[start Extracted information]
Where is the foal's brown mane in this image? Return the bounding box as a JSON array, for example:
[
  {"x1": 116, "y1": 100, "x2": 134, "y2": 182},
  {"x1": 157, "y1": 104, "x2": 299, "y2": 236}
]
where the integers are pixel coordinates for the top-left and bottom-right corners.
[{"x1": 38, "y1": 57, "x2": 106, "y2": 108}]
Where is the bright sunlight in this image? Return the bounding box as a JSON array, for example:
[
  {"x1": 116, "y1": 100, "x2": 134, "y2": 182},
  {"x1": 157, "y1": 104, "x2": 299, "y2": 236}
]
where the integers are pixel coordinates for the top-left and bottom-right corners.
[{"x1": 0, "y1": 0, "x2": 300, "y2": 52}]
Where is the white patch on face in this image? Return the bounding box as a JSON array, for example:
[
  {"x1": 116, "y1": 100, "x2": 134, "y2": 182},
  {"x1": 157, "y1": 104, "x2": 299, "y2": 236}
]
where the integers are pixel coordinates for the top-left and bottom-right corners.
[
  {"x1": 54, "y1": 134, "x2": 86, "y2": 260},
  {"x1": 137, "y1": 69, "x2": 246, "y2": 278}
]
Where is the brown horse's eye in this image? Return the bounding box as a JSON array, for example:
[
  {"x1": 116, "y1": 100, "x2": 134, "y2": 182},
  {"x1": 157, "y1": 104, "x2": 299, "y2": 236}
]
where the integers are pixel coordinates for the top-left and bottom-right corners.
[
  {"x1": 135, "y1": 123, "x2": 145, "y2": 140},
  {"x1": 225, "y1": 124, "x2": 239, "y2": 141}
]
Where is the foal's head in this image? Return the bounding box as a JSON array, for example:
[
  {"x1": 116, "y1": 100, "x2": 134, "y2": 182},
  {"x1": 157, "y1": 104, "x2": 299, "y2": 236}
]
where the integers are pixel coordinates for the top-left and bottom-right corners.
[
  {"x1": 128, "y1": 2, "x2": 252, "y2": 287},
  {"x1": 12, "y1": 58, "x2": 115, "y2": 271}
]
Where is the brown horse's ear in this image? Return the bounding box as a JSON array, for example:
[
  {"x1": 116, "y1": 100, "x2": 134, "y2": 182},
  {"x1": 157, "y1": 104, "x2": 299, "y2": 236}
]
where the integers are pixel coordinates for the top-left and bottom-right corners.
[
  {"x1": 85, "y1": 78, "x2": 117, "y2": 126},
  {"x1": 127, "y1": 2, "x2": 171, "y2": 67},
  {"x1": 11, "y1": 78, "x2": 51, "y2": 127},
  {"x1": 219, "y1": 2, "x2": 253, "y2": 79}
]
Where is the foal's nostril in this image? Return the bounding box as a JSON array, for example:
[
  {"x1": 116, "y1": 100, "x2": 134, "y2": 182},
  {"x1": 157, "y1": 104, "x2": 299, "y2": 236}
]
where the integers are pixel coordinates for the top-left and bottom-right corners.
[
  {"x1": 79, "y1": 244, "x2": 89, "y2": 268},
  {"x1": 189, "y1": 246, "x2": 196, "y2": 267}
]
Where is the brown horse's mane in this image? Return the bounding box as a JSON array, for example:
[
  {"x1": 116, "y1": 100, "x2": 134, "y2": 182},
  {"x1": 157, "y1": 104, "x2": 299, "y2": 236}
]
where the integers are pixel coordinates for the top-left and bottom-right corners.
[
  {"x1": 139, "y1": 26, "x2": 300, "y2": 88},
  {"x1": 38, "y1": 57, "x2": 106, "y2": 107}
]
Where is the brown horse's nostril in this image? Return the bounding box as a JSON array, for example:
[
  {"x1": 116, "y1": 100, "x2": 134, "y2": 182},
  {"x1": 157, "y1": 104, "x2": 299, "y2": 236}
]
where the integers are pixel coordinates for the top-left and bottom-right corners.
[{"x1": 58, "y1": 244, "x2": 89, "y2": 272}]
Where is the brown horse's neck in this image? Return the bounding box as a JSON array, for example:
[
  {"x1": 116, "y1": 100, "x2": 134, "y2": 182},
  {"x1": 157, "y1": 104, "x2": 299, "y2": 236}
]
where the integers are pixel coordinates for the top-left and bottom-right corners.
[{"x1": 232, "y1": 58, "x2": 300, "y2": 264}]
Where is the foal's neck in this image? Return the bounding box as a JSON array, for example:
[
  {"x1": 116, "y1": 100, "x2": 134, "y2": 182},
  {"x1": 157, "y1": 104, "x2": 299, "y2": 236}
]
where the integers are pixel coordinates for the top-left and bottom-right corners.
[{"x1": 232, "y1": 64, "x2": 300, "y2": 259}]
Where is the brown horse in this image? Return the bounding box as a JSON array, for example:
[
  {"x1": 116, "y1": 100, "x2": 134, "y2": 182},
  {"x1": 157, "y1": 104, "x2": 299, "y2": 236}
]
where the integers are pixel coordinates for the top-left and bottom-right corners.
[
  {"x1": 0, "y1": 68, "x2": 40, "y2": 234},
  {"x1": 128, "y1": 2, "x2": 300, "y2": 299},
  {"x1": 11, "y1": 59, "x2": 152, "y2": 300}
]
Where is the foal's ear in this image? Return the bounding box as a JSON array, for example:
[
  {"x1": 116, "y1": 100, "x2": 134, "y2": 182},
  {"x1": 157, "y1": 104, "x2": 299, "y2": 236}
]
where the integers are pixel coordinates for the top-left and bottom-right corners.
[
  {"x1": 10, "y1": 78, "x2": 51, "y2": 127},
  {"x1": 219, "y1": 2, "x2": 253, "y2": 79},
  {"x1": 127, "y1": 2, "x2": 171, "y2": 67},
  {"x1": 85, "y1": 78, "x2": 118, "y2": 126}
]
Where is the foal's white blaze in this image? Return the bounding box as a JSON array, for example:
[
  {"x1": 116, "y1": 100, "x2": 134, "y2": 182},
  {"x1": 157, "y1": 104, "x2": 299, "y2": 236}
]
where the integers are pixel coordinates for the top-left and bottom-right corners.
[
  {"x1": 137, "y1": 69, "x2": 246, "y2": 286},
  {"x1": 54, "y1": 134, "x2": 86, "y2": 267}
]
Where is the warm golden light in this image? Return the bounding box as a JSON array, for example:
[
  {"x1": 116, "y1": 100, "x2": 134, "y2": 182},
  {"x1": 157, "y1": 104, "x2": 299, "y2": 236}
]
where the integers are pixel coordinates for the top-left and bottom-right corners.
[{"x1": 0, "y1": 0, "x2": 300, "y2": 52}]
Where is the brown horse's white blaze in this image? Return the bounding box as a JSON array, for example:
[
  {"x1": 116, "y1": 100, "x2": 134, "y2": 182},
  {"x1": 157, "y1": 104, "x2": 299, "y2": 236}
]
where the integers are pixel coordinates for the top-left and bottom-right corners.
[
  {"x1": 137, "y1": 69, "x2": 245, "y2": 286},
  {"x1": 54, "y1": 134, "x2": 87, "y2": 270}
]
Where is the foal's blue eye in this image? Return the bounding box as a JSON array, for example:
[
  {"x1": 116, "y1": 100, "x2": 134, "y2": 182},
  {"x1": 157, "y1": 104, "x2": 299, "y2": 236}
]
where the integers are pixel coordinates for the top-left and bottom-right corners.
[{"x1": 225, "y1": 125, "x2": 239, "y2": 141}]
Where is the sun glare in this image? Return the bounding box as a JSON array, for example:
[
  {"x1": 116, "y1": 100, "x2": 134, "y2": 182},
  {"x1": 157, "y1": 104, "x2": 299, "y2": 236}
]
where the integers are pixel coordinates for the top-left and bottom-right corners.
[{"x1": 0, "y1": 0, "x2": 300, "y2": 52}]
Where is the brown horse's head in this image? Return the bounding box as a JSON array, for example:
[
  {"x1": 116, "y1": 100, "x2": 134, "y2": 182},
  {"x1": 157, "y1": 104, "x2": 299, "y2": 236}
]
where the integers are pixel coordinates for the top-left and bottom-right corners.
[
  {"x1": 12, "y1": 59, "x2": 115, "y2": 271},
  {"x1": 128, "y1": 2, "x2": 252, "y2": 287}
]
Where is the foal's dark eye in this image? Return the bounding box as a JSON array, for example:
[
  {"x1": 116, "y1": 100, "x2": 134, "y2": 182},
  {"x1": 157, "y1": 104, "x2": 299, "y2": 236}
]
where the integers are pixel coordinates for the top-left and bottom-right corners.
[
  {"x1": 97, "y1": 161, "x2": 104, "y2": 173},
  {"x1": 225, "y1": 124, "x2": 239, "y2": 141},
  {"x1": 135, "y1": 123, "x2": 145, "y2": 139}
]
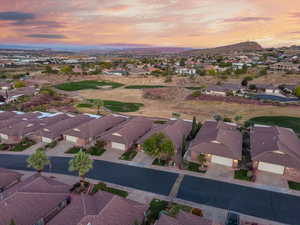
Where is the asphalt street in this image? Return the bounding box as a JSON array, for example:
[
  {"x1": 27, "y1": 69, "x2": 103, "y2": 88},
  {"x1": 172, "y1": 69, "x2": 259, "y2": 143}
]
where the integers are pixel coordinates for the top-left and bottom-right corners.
[
  {"x1": 177, "y1": 176, "x2": 300, "y2": 225},
  {"x1": 0, "y1": 154, "x2": 300, "y2": 225}
]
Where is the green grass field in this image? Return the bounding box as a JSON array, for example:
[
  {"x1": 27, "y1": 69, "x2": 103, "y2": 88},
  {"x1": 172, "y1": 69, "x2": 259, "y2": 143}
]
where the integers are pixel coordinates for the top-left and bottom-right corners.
[
  {"x1": 125, "y1": 85, "x2": 166, "y2": 89},
  {"x1": 249, "y1": 116, "x2": 300, "y2": 133},
  {"x1": 55, "y1": 80, "x2": 123, "y2": 91}
]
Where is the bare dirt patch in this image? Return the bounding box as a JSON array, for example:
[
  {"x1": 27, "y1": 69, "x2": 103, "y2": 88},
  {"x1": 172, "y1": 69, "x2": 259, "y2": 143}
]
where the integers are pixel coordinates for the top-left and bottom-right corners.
[{"x1": 78, "y1": 88, "x2": 300, "y2": 120}]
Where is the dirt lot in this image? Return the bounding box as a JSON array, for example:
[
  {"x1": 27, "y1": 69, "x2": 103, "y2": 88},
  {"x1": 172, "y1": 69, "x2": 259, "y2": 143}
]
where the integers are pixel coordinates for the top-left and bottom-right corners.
[{"x1": 78, "y1": 88, "x2": 300, "y2": 120}]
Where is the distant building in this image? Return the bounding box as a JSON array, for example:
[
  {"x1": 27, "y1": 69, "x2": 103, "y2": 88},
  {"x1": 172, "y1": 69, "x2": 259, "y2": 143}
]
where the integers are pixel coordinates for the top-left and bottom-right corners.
[{"x1": 175, "y1": 68, "x2": 196, "y2": 75}]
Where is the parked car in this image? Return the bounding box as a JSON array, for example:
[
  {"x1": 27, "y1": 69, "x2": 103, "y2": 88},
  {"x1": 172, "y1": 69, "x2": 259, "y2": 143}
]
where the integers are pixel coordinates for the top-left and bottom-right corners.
[{"x1": 225, "y1": 212, "x2": 240, "y2": 225}]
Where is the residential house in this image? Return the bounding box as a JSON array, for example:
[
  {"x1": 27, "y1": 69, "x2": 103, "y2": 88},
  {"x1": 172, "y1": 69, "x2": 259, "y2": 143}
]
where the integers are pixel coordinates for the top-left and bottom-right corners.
[
  {"x1": 255, "y1": 84, "x2": 280, "y2": 94},
  {"x1": 0, "y1": 114, "x2": 68, "y2": 144},
  {"x1": 101, "y1": 117, "x2": 153, "y2": 151},
  {"x1": 251, "y1": 125, "x2": 300, "y2": 175},
  {"x1": 154, "y1": 211, "x2": 213, "y2": 225},
  {"x1": 175, "y1": 68, "x2": 196, "y2": 75},
  {"x1": 0, "y1": 174, "x2": 70, "y2": 225},
  {"x1": 189, "y1": 121, "x2": 242, "y2": 167},
  {"x1": 204, "y1": 83, "x2": 244, "y2": 96},
  {"x1": 137, "y1": 119, "x2": 192, "y2": 156},
  {"x1": 0, "y1": 168, "x2": 23, "y2": 193},
  {"x1": 0, "y1": 111, "x2": 17, "y2": 120},
  {"x1": 63, "y1": 115, "x2": 126, "y2": 147},
  {"x1": 35, "y1": 115, "x2": 94, "y2": 143},
  {"x1": 270, "y1": 62, "x2": 300, "y2": 72},
  {"x1": 48, "y1": 191, "x2": 148, "y2": 225}
]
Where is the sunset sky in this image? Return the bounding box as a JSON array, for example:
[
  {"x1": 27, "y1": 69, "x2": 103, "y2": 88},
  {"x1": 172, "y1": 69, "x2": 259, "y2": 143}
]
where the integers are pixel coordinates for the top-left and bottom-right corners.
[{"x1": 0, "y1": 0, "x2": 300, "y2": 48}]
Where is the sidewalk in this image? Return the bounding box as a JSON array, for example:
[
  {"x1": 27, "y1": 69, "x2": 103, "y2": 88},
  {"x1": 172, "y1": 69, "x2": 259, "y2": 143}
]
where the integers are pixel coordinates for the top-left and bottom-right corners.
[
  {"x1": 12, "y1": 170, "x2": 286, "y2": 225},
  {"x1": 0, "y1": 145, "x2": 300, "y2": 197}
]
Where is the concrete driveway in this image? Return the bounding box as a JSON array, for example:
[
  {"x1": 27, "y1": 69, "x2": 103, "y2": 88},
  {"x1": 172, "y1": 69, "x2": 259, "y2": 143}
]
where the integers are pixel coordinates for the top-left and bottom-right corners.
[
  {"x1": 255, "y1": 171, "x2": 288, "y2": 188},
  {"x1": 47, "y1": 141, "x2": 74, "y2": 156},
  {"x1": 205, "y1": 163, "x2": 234, "y2": 180}
]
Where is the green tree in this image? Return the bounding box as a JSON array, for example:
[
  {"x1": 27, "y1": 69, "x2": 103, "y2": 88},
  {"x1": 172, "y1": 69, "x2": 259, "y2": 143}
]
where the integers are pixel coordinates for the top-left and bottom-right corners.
[
  {"x1": 295, "y1": 86, "x2": 300, "y2": 98},
  {"x1": 93, "y1": 99, "x2": 104, "y2": 114},
  {"x1": 9, "y1": 219, "x2": 16, "y2": 225},
  {"x1": 197, "y1": 154, "x2": 207, "y2": 167},
  {"x1": 60, "y1": 65, "x2": 73, "y2": 75},
  {"x1": 69, "y1": 150, "x2": 93, "y2": 190},
  {"x1": 27, "y1": 148, "x2": 50, "y2": 173},
  {"x1": 143, "y1": 133, "x2": 175, "y2": 163},
  {"x1": 14, "y1": 80, "x2": 26, "y2": 88},
  {"x1": 234, "y1": 115, "x2": 243, "y2": 123}
]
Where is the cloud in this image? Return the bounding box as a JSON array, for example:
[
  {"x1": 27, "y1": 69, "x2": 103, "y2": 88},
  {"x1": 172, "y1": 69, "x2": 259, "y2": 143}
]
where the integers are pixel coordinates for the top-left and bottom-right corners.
[
  {"x1": 26, "y1": 34, "x2": 66, "y2": 39},
  {"x1": 290, "y1": 12, "x2": 300, "y2": 18},
  {"x1": 0, "y1": 11, "x2": 35, "y2": 21},
  {"x1": 224, "y1": 17, "x2": 272, "y2": 23}
]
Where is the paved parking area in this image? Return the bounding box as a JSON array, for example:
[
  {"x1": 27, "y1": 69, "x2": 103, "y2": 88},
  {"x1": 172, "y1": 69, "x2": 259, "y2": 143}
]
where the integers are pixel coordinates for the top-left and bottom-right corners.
[
  {"x1": 177, "y1": 176, "x2": 300, "y2": 225},
  {"x1": 205, "y1": 163, "x2": 234, "y2": 180},
  {"x1": 255, "y1": 171, "x2": 288, "y2": 188},
  {"x1": 47, "y1": 141, "x2": 74, "y2": 156}
]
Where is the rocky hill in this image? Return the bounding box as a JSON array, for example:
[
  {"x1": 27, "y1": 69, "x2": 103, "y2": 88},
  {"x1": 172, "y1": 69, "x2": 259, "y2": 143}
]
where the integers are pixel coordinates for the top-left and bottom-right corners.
[{"x1": 182, "y1": 41, "x2": 263, "y2": 55}]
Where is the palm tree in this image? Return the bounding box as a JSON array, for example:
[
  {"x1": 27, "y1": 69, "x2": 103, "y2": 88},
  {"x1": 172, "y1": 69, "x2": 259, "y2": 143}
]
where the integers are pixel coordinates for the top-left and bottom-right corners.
[
  {"x1": 197, "y1": 154, "x2": 207, "y2": 167},
  {"x1": 94, "y1": 99, "x2": 104, "y2": 114},
  {"x1": 27, "y1": 148, "x2": 50, "y2": 173},
  {"x1": 69, "y1": 150, "x2": 93, "y2": 190}
]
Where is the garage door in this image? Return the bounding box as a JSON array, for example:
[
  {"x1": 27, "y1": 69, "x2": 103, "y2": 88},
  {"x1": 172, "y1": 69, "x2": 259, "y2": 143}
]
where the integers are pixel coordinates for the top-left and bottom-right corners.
[
  {"x1": 66, "y1": 136, "x2": 78, "y2": 143},
  {"x1": 0, "y1": 134, "x2": 8, "y2": 140},
  {"x1": 211, "y1": 155, "x2": 233, "y2": 167},
  {"x1": 111, "y1": 142, "x2": 125, "y2": 151},
  {"x1": 258, "y1": 162, "x2": 284, "y2": 175},
  {"x1": 42, "y1": 137, "x2": 52, "y2": 143}
]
[end Extracted information]
Goal of the exercise
Rewrite every line from the one containing "Where is the paved" through the end of the items, requests included, and scale each pixel coordinate in the answer bounding boxes by 0.45, rounding to whole numbers with halves rounded up. Leave the numbers in the requests and their sample arrays unchanged.

Task solution
Where is the paved parking area in this image? Return the bounding box as a JSON array, for example:
[
  {"x1": 27, "y1": 69, "x2": 103, "y2": 88},
  {"x1": 172, "y1": 69, "x2": 259, "y2": 143}
]
where the integers are pixel coordinates for the top-left and bottom-right corners.
[
  {"x1": 80, "y1": 79, "x2": 135, "y2": 101},
  {"x1": 92, "y1": 73, "x2": 105, "y2": 81},
  {"x1": 115, "y1": 77, "x2": 130, "y2": 85},
  {"x1": 21, "y1": 63, "x2": 33, "y2": 70}
]
Where is the rocky hill in this image? Return the bounding box as a JSON array, for example:
[
  {"x1": 27, "y1": 69, "x2": 103, "y2": 88},
  {"x1": 172, "y1": 69, "x2": 259, "y2": 143}
]
where the integers are pixel coordinates for the top-left and bottom-right corners.
[{"x1": 82, "y1": 18, "x2": 118, "y2": 25}]
Where is the palm tree in this image? Return the bounding box as a JSON array, for example:
[
  {"x1": 27, "y1": 69, "x2": 103, "y2": 88},
  {"x1": 172, "y1": 69, "x2": 259, "y2": 143}
]
where the integers are pixel coordinates for the top-left and bottom-right corners.
[
  {"x1": 89, "y1": 69, "x2": 93, "y2": 75},
  {"x1": 42, "y1": 45, "x2": 47, "y2": 51},
  {"x1": 12, "y1": 67, "x2": 23, "y2": 78},
  {"x1": 31, "y1": 68, "x2": 42, "y2": 86}
]
Where is the garage door in this image? Return the bounding box as a JSON array, for example:
[
  {"x1": 27, "y1": 69, "x2": 103, "y2": 88},
  {"x1": 172, "y1": 69, "x2": 259, "y2": 143}
]
where the integers are pixel coordinates for the top-left and bottom-right corners.
[
  {"x1": 30, "y1": 61, "x2": 35, "y2": 64},
  {"x1": 0, "y1": 60, "x2": 4, "y2": 63},
  {"x1": 95, "y1": 70, "x2": 105, "y2": 75},
  {"x1": 50, "y1": 64, "x2": 56, "y2": 68},
  {"x1": 116, "y1": 73, "x2": 128, "y2": 79},
  {"x1": 19, "y1": 62, "x2": 23, "y2": 64}
]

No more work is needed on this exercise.